> [Requirements]:
[A] According to the post about living in the Netherlands, which city has the majority of international institutions?
[B] Please carry the post about living in the Netherlands further, picking up after its last sentence.

> [Passage provided]:
BTW I'm sorry about your children, goose. Mine were in international/military child schools out there so they were with children who spoke mostly English which was a relief. I hope things get better for them soon.
I'm in the Netherlands, the basics of housing, petrol, cars, groceries, health care, taxes, etc. are high. The housing market is always crazy, but with better economic times (as they are now) it goes insane. Single parents have it hard despite there being quite a lot of supportive measures/services, I know many who have coupled up a lot quicker in part as a financial incentive. Salaries are higher than in Germany but I'd posit you'd have more spare income left there.
If you're in education there is a shortage of teachers (not sure on assistants) so if you were willing/able to retrain into a teacher there are a lot of schemes to incentivise that. I believe the salary for teaching assistants isn't very high, and it wouldn't leave you much as a single parent once all the bills are paid. Housing will take up the bulk of costs and in the large cities you won't have access to social housing for quite some time due to long waiting lists.
Realistically, getting employed as an English speaker will only happen within the Randstad area. The Hague is particularly expat friendly, so is Amsterdam but it's more expensive and the majority of international institutions are in The Hague. If you can get a job with one of the international institutions you'd be doing very well as they do not have to pay any taxes on that income but it also means you have no access to social benefits should you find yourself in need of it. There are also several English language schools you could apply to (the British School, the American School and the International School) and they usually offer a staff rate for their own children to attend. However, especially in The Hague, there are several secondary schools that offer bilingual education, TTO (Tweetalig onderwijs) where students with an English speaking background get preference in selection.

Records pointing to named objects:
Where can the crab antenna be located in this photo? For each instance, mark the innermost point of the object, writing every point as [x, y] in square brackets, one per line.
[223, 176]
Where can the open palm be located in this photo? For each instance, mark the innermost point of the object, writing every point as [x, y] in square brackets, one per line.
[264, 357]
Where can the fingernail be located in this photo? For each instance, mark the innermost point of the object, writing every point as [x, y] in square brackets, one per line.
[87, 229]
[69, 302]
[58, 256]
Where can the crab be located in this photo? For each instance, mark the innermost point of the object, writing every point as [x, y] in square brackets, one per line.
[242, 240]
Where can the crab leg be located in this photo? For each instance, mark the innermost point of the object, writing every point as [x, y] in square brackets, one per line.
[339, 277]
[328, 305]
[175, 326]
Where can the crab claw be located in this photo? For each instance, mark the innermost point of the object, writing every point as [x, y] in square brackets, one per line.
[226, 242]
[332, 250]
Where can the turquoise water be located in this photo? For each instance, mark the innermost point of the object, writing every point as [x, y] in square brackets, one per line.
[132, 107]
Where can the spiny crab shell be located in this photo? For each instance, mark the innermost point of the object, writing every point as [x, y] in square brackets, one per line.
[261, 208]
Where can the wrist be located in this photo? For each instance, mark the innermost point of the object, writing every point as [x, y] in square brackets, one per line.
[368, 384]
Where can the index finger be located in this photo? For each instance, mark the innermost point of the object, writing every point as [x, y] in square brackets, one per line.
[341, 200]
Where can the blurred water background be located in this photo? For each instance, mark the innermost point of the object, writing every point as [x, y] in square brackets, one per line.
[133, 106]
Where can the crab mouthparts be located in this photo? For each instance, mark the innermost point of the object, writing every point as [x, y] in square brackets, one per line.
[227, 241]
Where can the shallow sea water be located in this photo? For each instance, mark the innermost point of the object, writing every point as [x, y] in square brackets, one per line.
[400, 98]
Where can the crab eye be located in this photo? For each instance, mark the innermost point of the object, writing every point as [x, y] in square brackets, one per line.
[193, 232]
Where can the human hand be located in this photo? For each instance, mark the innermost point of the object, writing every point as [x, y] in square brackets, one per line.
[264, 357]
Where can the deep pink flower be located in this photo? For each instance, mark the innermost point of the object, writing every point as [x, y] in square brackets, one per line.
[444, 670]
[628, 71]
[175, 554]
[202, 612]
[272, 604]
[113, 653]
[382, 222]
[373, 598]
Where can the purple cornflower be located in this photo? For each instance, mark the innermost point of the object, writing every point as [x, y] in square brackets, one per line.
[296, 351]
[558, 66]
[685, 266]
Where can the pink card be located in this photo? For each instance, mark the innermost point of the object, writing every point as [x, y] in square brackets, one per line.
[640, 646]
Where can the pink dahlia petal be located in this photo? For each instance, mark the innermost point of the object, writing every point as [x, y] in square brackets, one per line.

> [Results by task]:
[A] The Hague.

[B]
I would point out that secondary education starts in year 8 here and it's tiered into potential further education (vocational-college-university). Year 7 is pretty much geared around prepping for a standardized test that indicates capability, I'm not sure what the process is if you're coming in from abroad, but I would point out that it could be quite frustrating that she's placed in a lower tier than capable, and thus limiting her choices in further education on account of language. You can move up sometimes but you'd be losing a lot of years in the process.
Are you an EU national outside of the UK though? I think potential employers will show some hesitance WRT UK employees so long as Brexit has not been fully negotiated.
Goose I am so sorry to hear your children haven’t settled. I can imagine it’s heartbreaking. My daughter is quite sensitive and I thought if she went to a german or Dutch school she would make lifelong friends. In saying that I want her to be happy. I will look into international schools although it’s very expensive. There’s a lot to consider. I was thinking of Berlin. I had heard that Bavaria had a good expat community!! Thanks for your advice. I really have to make sure I am
Doing the right thing not just for me but my daughter!
Goose, I really hope your children settle too. Big hugs
Scootergrrl thank you re teaching assistant advice. I have found no wages and I assumed it would be pretty low. Hence why I was thinking of just getting a regular 9-5 job doing administrative work etc. I have not thought about TEFL I guess it’s something else I could consider. Thank you for your advice a lot to think about.
Berlin is quite expensive. We live near the black forest and it's very beautiful here. I teach EFL and have thought about doing certification here for full teacher training but I'm struggling to get my language anywhere near the right level and it's likely to take several years so I'm feeling discouraged. I actually think what may be best would be to take my TEFL experience and come back to the UK to work as a TA specialising in ESL support. But we're happy here for now.
D'S is at German school and has had no problems but he was younger, so had a couple of years at kindergarten initially.
Botemp thank you for your detailed explanation of the pros and cons of NL.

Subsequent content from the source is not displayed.